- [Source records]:
↓

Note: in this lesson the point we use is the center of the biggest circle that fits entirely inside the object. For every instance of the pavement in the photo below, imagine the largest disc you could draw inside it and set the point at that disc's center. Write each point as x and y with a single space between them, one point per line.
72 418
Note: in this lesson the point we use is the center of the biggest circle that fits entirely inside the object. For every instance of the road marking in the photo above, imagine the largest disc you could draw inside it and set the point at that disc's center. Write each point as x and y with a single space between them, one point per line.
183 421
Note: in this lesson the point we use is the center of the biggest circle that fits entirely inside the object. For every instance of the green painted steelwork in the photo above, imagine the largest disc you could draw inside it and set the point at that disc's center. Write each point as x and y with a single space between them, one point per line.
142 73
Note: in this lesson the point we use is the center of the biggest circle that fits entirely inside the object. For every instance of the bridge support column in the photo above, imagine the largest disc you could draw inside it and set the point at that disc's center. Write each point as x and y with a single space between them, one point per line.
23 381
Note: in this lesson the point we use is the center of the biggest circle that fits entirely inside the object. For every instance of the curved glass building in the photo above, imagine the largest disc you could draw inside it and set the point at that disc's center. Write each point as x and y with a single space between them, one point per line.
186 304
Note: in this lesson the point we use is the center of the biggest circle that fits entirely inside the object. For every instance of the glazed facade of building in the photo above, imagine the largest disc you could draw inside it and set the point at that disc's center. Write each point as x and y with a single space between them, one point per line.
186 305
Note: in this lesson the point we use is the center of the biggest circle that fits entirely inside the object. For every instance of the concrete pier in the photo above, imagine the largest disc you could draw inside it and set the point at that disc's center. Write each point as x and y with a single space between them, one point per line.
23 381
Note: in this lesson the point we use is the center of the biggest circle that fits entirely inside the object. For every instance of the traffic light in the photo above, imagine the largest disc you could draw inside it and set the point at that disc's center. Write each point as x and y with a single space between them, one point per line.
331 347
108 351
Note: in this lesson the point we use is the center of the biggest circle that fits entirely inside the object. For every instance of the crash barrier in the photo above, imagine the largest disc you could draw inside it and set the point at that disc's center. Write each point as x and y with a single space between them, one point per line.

↑

- [Exercise instructions]: Once you find the line containing "of the glazed", copy it and every line after it through the end of the records, exactly as they stand.

- [Result of the task]:
Note: in this lesson the point we use is the center of the biggest circle that fits entirely inside the object. For every instance of the glazed facade of building in the photo above, imagine the largest disc you could draw inside it and set the point at that disc's center. Write each point as x and y with a single space between them, one point per line.
186 305
Note: in this lesson the point we use is the center of the biggest circle that fits entirely inside the object. For every instance of the concrete pier in the photo above, imagine the largest disc you could draw inside it and set the point at that disc's center. Write each point as x and y with a single space between them, one point per line.
23 381
Note: in this lesson the point we use is the center of the biggest circle that fits entirely inside the object. For every instance of the traffic light in the photo above, imagine the largest disc you could draw inside it and set the point at that disc's center. Write each point as x and y with a single space between them, one point per line.
331 347
108 351
Note: in this lesson the point we use is the center of the biggest circle that fits entirely inside the object. For every instance of the crash barrier in the photo above, imagine the largest disc you could draw inside it and set the point at that disc's center. Write each point as x and y with a single space between them, one point per line.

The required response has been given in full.